● **Task statement**
Locate every line in the listing below that contains the word "dark", matching case exactly, and copy each one.

[Data lines]
====================
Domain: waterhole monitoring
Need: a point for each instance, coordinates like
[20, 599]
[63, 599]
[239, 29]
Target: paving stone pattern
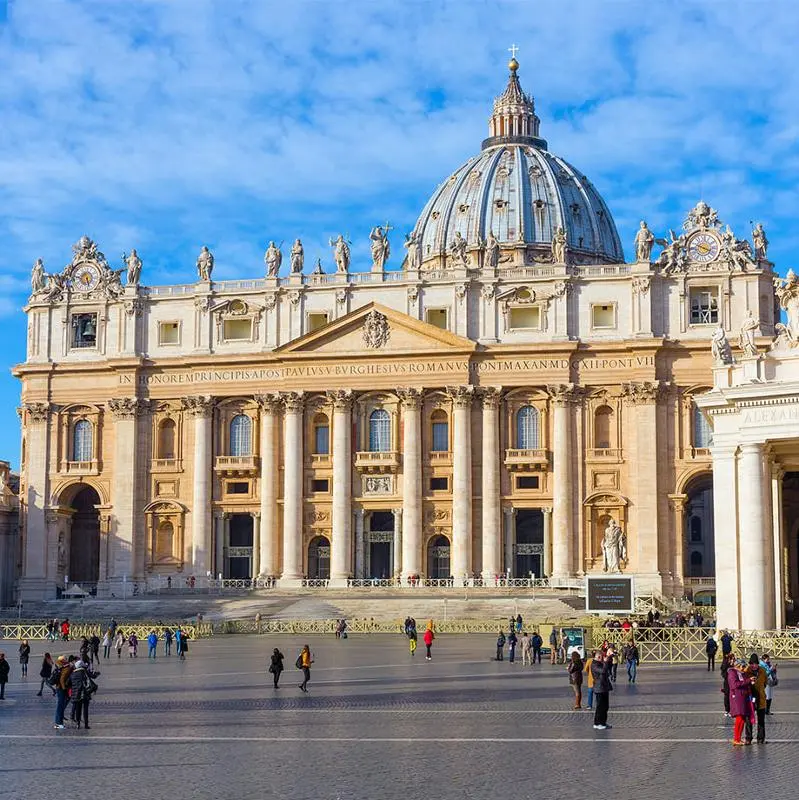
[379, 724]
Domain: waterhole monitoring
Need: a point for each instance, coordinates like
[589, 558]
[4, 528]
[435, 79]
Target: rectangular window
[84, 330]
[437, 317]
[316, 320]
[237, 330]
[526, 318]
[168, 333]
[603, 316]
[704, 307]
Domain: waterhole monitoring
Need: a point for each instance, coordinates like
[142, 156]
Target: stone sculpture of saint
[37, 276]
[644, 239]
[273, 258]
[205, 264]
[381, 249]
[613, 547]
[559, 246]
[746, 337]
[341, 253]
[297, 258]
[760, 241]
[133, 263]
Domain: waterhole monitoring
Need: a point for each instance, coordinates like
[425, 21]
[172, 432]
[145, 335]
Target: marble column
[757, 578]
[461, 562]
[491, 533]
[270, 409]
[201, 408]
[411, 482]
[563, 494]
[292, 489]
[725, 527]
[341, 546]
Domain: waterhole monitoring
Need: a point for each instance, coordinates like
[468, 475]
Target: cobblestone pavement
[379, 724]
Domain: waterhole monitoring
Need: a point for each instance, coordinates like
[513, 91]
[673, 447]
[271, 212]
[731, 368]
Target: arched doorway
[84, 539]
[319, 558]
[438, 554]
[700, 556]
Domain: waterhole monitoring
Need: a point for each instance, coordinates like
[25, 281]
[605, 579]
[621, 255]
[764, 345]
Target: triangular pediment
[377, 329]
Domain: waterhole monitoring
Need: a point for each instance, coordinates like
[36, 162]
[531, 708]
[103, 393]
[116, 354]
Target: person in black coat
[276, 665]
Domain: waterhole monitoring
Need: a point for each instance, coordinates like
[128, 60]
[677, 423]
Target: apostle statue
[297, 258]
[559, 246]
[37, 276]
[273, 258]
[644, 239]
[133, 263]
[746, 336]
[760, 241]
[720, 346]
[457, 249]
[381, 249]
[341, 253]
[205, 264]
[614, 548]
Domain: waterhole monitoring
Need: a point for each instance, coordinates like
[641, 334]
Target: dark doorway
[240, 547]
[84, 542]
[528, 549]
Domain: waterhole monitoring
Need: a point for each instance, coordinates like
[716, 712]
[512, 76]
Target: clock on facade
[86, 278]
[703, 247]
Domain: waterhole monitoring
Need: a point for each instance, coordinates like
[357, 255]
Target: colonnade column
[270, 408]
[491, 530]
[292, 488]
[461, 559]
[563, 515]
[341, 546]
[201, 408]
[411, 482]
[757, 577]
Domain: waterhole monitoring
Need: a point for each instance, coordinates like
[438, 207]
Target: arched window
[703, 435]
[166, 439]
[440, 428]
[82, 441]
[321, 434]
[240, 435]
[379, 431]
[527, 428]
[602, 427]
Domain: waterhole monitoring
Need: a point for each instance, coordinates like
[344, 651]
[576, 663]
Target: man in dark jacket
[600, 671]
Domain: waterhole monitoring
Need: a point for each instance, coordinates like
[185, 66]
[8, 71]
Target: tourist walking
[428, 640]
[5, 669]
[276, 666]
[24, 657]
[575, 670]
[304, 661]
[600, 669]
[45, 673]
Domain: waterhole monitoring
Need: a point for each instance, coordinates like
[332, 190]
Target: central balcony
[236, 466]
[527, 459]
[382, 461]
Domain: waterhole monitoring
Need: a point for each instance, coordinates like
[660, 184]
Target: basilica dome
[519, 191]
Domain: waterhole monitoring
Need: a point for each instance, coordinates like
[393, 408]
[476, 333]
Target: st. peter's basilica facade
[493, 407]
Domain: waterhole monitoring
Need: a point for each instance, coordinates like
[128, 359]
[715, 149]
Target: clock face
[703, 247]
[86, 278]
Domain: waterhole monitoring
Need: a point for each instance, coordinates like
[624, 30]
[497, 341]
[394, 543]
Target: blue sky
[170, 124]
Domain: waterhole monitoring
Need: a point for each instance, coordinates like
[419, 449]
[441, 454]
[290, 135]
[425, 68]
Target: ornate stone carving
[376, 330]
[198, 405]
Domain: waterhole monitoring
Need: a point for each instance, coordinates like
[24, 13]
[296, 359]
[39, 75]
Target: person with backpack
[45, 673]
[500, 646]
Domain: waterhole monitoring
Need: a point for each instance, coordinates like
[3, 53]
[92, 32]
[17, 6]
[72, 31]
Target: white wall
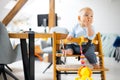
[106, 13]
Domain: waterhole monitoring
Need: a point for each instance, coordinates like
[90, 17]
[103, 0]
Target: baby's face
[86, 17]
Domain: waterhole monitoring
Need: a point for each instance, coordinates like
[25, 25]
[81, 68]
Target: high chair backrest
[60, 39]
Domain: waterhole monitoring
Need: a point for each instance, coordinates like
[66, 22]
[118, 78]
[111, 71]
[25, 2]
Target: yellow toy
[84, 73]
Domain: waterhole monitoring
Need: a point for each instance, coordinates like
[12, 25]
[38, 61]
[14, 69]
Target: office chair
[8, 55]
[46, 46]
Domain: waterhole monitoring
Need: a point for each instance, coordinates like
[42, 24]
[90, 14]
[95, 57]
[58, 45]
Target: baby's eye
[86, 15]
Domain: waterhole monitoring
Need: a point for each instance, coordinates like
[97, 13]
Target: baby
[83, 28]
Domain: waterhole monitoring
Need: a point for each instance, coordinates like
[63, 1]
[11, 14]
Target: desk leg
[25, 58]
[31, 56]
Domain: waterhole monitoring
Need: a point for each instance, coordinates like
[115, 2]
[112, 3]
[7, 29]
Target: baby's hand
[69, 37]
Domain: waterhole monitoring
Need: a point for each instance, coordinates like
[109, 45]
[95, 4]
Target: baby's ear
[79, 18]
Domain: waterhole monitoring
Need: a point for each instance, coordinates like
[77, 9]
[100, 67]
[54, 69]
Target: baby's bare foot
[96, 66]
[67, 52]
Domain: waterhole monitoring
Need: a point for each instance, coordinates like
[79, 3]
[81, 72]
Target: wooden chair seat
[59, 68]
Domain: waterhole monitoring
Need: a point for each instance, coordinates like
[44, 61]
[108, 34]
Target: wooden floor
[112, 74]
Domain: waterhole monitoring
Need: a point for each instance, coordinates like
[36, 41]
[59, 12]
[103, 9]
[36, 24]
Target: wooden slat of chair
[96, 41]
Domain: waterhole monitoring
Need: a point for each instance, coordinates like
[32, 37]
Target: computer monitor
[42, 20]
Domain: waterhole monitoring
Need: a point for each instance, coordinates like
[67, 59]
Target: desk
[28, 60]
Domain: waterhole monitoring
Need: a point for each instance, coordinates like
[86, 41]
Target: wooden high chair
[59, 69]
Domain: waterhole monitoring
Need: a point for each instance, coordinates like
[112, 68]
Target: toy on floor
[84, 72]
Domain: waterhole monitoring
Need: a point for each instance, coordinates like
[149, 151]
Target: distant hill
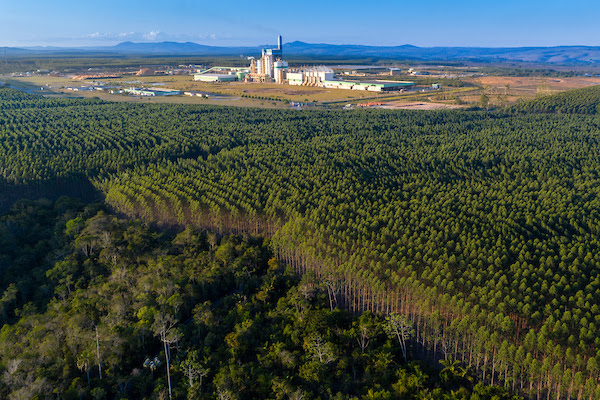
[566, 55]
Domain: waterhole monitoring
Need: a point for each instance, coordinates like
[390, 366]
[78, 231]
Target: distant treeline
[479, 227]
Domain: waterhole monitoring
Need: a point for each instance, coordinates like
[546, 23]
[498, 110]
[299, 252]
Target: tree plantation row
[131, 313]
[480, 228]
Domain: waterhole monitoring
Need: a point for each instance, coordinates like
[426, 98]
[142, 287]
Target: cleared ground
[500, 91]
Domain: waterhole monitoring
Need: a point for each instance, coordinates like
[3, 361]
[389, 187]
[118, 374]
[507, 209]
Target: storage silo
[281, 68]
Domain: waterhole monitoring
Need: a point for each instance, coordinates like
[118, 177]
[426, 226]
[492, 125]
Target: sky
[506, 23]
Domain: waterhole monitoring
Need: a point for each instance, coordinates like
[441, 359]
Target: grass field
[500, 91]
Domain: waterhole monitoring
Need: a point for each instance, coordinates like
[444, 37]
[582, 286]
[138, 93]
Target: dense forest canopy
[480, 227]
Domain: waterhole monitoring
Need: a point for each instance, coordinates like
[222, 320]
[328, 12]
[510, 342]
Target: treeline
[480, 227]
[130, 312]
[580, 101]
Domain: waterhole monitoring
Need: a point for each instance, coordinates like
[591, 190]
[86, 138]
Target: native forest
[164, 251]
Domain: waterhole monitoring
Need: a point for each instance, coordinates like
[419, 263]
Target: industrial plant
[272, 68]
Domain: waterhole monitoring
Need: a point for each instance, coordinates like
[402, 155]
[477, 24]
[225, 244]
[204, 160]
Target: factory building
[375, 86]
[313, 76]
[270, 67]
====================
● **Answer to this problem**
Target: dark doorway
Target: man in dark jacket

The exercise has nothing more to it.